_Entries provided_.

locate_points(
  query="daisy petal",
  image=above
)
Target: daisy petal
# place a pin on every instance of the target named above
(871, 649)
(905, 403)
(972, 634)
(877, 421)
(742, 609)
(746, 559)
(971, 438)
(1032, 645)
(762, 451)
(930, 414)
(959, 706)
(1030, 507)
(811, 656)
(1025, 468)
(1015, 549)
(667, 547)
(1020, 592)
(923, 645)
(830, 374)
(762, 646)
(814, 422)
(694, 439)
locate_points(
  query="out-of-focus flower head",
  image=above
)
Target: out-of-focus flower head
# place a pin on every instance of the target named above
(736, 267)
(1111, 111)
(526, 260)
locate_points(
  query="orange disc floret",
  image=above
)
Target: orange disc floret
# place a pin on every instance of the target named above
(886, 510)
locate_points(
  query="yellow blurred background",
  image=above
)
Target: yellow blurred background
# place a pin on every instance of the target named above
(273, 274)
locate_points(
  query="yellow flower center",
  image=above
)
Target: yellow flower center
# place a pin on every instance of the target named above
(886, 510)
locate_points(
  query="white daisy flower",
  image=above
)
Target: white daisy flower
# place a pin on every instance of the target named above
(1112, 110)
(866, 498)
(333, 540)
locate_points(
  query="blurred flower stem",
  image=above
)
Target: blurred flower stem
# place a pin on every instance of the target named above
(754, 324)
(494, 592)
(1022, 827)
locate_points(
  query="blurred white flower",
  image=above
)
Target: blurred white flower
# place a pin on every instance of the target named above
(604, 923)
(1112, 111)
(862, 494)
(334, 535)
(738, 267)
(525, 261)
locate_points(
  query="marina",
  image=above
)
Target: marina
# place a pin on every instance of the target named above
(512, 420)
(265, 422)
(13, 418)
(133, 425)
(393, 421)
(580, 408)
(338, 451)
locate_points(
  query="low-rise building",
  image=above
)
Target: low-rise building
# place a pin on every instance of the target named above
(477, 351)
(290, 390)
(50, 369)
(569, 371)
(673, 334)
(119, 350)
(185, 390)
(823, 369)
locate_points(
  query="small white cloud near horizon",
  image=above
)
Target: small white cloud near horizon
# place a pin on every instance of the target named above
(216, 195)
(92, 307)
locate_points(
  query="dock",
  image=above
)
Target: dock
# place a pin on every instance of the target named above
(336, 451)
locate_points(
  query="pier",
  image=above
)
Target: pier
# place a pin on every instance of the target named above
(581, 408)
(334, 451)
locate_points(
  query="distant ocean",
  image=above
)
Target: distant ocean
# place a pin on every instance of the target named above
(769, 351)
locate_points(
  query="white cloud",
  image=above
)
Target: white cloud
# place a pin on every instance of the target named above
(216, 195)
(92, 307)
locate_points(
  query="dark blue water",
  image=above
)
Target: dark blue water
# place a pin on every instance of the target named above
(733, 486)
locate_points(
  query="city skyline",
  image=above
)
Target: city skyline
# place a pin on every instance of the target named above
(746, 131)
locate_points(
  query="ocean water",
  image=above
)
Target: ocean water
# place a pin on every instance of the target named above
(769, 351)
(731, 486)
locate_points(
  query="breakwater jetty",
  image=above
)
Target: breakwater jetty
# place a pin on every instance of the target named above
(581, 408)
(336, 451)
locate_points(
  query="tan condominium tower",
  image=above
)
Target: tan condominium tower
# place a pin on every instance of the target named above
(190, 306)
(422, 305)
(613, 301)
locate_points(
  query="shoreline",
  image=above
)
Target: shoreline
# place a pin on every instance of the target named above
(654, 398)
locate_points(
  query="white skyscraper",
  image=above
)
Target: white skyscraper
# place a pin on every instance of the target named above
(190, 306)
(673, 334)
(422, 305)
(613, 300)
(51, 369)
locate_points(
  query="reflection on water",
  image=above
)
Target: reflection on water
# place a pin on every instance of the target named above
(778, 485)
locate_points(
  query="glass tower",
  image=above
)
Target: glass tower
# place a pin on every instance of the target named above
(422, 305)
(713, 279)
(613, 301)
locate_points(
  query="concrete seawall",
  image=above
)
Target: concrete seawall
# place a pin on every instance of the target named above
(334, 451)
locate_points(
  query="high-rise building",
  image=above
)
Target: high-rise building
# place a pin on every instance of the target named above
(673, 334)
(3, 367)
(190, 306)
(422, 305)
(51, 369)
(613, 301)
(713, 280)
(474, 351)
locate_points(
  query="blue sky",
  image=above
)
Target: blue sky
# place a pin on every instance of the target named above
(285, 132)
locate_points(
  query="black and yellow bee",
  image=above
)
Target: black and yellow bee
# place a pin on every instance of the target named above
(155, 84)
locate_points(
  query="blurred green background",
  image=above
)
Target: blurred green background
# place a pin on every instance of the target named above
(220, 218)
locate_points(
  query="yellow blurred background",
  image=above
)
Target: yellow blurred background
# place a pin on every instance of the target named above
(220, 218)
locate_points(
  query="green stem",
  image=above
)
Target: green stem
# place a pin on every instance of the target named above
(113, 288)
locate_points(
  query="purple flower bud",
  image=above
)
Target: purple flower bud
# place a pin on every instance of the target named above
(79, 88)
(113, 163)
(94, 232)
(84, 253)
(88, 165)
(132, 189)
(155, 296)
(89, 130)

_What the task asks_. Please return exactly the lines from the first line of the material through the one with "Target: out-of-focus flower head", and no lines after it.

_Result of the exercise_.
locate_points(
  query="daisy petal",
  image=above
)
Target: daisy petal
# place a pin on every instance of the target named above
(871, 649)
(905, 403)
(972, 634)
(877, 421)
(742, 609)
(746, 559)
(971, 438)
(1032, 645)
(762, 451)
(930, 414)
(959, 706)
(1030, 507)
(811, 656)
(1025, 468)
(1015, 549)
(667, 547)
(1020, 592)
(923, 645)
(830, 374)
(762, 646)
(814, 422)
(694, 439)
locate_points(
  query="out-of-focus flower head",
  image=above
)
Target: out-of-focus flower head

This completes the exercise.